__Source data__
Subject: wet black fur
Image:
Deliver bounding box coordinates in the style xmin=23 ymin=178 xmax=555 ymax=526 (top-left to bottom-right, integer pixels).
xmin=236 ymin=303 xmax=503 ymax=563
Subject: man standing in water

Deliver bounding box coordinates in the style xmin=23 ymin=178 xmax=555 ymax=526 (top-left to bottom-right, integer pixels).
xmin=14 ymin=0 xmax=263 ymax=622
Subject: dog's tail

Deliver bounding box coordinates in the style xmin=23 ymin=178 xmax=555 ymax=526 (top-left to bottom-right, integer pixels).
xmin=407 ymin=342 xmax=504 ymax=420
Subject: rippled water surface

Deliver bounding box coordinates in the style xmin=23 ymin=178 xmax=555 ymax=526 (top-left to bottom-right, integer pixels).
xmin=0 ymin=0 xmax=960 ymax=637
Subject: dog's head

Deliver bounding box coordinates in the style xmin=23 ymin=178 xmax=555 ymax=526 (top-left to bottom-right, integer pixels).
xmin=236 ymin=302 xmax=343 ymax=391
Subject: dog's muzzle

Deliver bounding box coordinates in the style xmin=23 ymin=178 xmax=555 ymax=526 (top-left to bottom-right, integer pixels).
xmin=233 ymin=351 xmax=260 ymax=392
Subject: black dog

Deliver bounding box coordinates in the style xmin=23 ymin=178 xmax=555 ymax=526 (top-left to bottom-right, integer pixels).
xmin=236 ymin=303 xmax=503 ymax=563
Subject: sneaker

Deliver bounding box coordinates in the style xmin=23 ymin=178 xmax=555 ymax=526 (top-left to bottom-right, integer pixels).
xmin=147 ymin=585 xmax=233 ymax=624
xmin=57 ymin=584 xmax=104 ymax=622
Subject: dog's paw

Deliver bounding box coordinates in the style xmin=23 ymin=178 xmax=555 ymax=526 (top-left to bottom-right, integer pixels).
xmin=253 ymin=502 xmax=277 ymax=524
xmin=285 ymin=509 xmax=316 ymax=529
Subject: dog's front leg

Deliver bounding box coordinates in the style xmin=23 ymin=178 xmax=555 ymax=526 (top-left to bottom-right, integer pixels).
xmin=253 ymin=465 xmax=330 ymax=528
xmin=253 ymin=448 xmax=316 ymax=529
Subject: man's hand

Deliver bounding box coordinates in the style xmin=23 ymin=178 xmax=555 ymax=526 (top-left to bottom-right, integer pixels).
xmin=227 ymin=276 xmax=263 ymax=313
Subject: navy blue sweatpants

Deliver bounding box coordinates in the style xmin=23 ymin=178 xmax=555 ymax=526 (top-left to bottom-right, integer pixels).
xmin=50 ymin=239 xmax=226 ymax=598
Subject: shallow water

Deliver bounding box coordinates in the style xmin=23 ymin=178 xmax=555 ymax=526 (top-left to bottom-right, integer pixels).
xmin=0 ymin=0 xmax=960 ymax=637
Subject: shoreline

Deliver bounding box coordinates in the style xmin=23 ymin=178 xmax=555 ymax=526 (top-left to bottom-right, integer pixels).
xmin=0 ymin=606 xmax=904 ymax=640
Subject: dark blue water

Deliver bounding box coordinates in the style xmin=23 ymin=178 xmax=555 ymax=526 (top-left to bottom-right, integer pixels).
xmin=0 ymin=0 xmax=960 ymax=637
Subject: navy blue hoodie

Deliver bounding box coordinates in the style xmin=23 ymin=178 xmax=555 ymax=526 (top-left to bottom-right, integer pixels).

__Stated task__
Write out all of the lines above again, replacing "Deliver" with "Provide" at every occurrence and keeping everything else the same.

__The output__
Subject: wet black fur
Image:
Provide bounding box coordinates in the style xmin=23 ymin=178 xmax=555 ymax=526 (top-left to bottom-right, integer pixels).
xmin=236 ymin=303 xmax=503 ymax=563
Subject: man standing in water

Provide bounding box coordinates in the style xmin=23 ymin=178 xmax=555 ymax=526 (top-left to bottom-right, integer pixels).
xmin=14 ymin=0 xmax=263 ymax=622
Subject: dog's tail

Provide bounding box coordinates in the style xmin=23 ymin=178 xmax=555 ymax=526 (top-left to bottom-right, integer pixels).
xmin=407 ymin=342 xmax=504 ymax=420
Subject: rippled water surface

Provide bounding box coordinates in the style xmin=23 ymin=178 xmax=555 ymax=526 (top-left to bottom-right, integer pixels).
xmin=0 ymin=0 xmax=960 ymax=637
Subject: dog's head

Provide bounding box coordinates in the style xmin=23 ymin=178 xmax=555 ymax=526 (top-left to bottom-right, integer pixels).
xmin=236 ymin=302 xmax=343 ymax=391
Subject: dog's muzzle

Provide bounding box coordinates in the style xmin=23 ymin=178 xmax=555 ymax=526 (top-left to bottom-right, integer pixels).
xmin=233 ymin=351 xmax=260 ymax=392
Subject: black dog

Provide bounding box coordinates in the style xmin=23 ymin=178 xmax=555 ymax=526 (top-left to bottom-right, integer pixels).
xmin=236 ymin=303 xmax=503 ymax=563
Subject: sneaker

Provide bounding box coordinates in the style xmin=23 ymin=178 xmax=555 ymax=526 (top-left to bottom-right, integer pixels).
xmin=147 ymin=585 xmax=233 ymax=624
xmin=57 ymin=584 xmax=104 ymax=622
Subject: dog's paw

Provide bounding box coordinates in the style xmin=23 ymin=178 xmax=555 ymax=526 (top-left to bottom-right, integer pixels).
xmin=253 ymin=502 xmax=277 ymax=524
xmin=285 ymin=509 xmax=316 ymax=529
Subject: dog's front leg

Provide bounding box coordinates in the style xmin=23 ymin=178 xmax=555 ymax=526 (top-left to bottom-right, integer pixels).
xmin=253 ymin=465 xmax=330 ymax=528
xmin=253 ymin=448 xmax=316 ymax=529
Subject: man's hand

Provide bounding box coordinates in the style xmin=23 ymin=178 xmax=555 ymax=526 (top-left to bottom-right, integer pixels).
xmin=227 ymin=276 xmax=263 ymax=313
Subject: navy blue sweatpants

Provide bounding box coordinates in the style xmin=23 ymin=178 xmax=555 ymax=526 (top-left to bottom-right, integer pixels).
xmin=50 ymin=239 xmax=226 ymax=598
Subject: shallow water

Provide bounding box coordinates in the style xmin=23 ymin=178 xmax=555 ymax=526 (top-left to bottom-right, integer pixels).
xmin=0 ymin=0 xmax=960 ymax=637
Subject: shoreline

Provide bounding box coordinates in the style xmin=23 ymin=178 xmax=555 ymax=526 (top-left to bottom-right, integer pixels).
xmin=0 ymin=606 xmax=904 ymax=640
Subject: dark blue water

Provide bounding box coordinates in the style xmin=23 ymin=178 xmax=555 ymax=526 (top-left to bottom-right, integer pixels).
xmin=0 ymin=0 xmax=960 ymax=637
Subject: navy blue hoodie

Provide bounding box coordinates in the style xmin=23 ymin=178 xmax=555 ymax=526 (top-left to bottom-right, integer pixels).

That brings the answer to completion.